→ Stated exercise: Can you rewrite the material from its start through the line containing "(1216, 401)", with "dot" renamed to "mark" and everything else left the same?

(Stored entries)
____________________
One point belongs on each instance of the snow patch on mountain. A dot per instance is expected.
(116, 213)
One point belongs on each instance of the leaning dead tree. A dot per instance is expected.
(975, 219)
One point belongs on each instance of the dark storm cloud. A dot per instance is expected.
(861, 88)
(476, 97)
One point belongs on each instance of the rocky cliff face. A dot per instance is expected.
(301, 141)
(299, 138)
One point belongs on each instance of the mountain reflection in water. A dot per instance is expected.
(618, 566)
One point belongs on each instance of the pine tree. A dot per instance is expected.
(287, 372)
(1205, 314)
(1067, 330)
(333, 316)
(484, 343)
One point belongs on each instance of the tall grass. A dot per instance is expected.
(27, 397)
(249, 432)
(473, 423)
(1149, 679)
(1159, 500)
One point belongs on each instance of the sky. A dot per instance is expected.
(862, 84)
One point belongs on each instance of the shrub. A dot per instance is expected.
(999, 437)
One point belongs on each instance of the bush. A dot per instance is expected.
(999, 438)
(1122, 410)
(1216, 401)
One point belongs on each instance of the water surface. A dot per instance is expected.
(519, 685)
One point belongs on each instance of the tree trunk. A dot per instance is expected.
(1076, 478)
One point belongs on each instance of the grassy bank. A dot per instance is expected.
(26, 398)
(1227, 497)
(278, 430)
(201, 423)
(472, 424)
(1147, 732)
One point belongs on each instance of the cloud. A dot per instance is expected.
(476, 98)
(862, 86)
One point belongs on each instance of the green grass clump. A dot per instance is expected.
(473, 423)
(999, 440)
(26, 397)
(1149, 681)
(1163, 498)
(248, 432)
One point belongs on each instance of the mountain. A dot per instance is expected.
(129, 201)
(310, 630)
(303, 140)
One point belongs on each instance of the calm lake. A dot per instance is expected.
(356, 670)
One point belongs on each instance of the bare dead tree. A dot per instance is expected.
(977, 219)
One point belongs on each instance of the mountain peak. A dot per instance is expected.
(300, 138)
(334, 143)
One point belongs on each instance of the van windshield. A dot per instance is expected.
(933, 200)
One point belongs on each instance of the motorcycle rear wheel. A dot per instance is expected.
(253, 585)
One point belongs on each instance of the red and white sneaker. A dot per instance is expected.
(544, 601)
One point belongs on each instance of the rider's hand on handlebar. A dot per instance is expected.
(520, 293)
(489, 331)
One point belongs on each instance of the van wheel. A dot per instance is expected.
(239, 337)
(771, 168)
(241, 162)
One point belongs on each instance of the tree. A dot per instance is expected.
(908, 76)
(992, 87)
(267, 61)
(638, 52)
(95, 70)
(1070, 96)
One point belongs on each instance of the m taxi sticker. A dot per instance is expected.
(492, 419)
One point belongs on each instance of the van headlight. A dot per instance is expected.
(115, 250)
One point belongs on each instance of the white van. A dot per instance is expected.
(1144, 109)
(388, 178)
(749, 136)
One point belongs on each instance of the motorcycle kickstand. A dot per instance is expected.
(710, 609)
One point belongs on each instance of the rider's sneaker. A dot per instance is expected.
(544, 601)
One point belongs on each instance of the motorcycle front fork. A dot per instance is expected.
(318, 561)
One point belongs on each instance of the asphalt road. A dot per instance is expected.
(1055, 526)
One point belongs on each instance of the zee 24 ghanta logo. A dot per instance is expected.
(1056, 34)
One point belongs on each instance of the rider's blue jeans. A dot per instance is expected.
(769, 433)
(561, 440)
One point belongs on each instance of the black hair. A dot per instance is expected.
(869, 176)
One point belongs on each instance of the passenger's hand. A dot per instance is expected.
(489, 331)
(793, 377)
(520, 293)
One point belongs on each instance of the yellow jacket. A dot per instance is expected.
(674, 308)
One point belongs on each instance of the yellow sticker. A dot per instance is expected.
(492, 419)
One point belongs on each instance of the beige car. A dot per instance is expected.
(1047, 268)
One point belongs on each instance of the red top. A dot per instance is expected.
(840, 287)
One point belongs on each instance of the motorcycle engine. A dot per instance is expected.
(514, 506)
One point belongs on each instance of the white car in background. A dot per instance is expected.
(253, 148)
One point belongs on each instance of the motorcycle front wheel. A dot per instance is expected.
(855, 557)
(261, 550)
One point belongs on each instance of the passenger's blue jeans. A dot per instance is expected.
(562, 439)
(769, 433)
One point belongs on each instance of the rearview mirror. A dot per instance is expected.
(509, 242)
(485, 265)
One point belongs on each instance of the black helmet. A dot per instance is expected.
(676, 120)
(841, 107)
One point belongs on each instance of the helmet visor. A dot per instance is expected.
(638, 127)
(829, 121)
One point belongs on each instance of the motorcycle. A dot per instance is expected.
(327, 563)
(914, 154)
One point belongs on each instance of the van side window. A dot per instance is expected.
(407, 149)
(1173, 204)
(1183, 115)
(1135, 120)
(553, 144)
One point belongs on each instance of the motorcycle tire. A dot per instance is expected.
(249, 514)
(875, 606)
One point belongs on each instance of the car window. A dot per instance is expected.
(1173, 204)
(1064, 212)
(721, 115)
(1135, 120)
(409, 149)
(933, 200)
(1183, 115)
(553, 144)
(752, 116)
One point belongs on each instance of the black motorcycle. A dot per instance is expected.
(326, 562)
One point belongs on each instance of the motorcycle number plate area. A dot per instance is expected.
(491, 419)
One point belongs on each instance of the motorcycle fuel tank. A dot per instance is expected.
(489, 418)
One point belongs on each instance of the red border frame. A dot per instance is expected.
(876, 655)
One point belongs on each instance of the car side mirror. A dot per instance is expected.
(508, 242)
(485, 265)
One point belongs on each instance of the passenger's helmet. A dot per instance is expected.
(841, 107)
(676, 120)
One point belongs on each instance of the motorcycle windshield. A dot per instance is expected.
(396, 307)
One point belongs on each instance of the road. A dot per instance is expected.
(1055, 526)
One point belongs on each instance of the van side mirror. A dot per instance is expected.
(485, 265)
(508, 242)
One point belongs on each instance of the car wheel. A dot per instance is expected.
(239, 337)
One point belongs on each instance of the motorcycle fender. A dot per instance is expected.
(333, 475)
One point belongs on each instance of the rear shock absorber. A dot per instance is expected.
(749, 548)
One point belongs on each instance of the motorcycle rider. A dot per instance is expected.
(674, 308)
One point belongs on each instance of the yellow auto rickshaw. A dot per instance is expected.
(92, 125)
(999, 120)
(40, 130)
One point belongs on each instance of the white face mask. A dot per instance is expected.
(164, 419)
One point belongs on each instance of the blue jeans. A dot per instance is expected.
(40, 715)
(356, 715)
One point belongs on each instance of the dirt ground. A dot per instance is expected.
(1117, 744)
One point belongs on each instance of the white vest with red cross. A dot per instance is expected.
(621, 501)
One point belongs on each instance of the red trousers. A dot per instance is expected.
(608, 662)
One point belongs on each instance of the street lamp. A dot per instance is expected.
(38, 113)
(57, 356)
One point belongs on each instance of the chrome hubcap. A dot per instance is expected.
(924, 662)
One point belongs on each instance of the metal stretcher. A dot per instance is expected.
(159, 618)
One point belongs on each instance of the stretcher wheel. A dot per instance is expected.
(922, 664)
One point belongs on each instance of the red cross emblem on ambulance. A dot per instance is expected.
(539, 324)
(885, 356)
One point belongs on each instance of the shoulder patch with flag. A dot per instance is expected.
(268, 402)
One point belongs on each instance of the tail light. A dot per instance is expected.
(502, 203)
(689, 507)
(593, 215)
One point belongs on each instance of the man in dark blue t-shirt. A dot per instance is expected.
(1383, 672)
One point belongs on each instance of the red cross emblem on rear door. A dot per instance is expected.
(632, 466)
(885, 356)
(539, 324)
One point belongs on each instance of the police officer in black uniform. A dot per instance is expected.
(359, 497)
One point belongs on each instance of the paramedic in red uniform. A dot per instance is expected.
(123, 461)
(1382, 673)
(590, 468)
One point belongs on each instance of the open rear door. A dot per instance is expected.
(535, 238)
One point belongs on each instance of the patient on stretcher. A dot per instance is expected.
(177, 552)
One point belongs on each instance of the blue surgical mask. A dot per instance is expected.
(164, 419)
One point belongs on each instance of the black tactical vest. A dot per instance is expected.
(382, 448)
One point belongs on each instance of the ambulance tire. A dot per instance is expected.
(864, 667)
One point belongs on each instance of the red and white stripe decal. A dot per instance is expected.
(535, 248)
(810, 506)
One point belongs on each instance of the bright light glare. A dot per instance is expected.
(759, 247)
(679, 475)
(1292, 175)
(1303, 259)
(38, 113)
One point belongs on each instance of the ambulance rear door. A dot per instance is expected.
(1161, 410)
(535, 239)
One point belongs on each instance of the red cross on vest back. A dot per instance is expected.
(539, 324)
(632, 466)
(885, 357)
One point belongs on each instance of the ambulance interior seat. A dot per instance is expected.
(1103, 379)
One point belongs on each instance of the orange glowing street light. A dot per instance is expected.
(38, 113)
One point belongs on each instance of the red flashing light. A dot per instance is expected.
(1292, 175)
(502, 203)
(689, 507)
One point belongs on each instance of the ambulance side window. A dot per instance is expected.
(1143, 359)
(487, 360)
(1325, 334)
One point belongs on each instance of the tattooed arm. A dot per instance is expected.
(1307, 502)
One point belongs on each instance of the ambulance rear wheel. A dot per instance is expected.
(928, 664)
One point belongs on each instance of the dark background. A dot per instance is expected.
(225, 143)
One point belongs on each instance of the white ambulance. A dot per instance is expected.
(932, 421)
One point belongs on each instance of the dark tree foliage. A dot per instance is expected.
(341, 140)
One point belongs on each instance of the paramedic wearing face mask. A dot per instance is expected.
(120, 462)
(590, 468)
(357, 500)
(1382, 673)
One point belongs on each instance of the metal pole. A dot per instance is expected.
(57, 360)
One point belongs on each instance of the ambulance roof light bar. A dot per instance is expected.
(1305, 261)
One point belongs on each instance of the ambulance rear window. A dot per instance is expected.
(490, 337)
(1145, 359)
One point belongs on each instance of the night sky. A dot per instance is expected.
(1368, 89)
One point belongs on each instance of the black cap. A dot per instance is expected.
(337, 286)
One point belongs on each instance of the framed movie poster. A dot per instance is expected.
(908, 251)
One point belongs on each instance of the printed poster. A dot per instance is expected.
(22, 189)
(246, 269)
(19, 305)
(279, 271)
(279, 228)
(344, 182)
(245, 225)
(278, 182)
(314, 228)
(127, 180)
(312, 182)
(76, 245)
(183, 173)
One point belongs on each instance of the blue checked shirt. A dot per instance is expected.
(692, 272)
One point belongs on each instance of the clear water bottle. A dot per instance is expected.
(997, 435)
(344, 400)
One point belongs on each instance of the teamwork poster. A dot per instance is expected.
____________________
→ Reply to the exercise:
One point belongs on each instance of the snow patch on mountain. A mark per instance is expected.
(116, 213)
One point belongs on each instance of the leaning dead tree. A mark per instance is expected.
(975, 219)
One point belongs on each instance of the dark storm cloud. A mark per instance is expected.
(861, 88)
(476, 97)
One point belongs on each instance of the rocky cliff face. A mark per instance is expected.
(301, 141)
(299, 138)
One point belongs on each instance of the mountain reflection in water. A mark per instance is expected.
(618, 566)
One point belongs on each instance of the pine tree. A mark per instance is expected.
(287, 372)
(1205, 314)
(1067, 330)
(333, 316)
(484, 343)
One point belongs on each instance of the tall grass. A mark per instance is expected.
(27, 397)
(249, 432)
(473, 423)
(1149, 679)
(1159, 500)
One point belongs on each instance of the sky. A mark per instance is expected.
(862, 84)
One point belongs on each instance of the shrub. A mark per instance is expected.
(999, 437)
One point belongs on each instance of the bush. A mark per instance is expected.
(999, 438)
(1122, 410)
(1216, 401)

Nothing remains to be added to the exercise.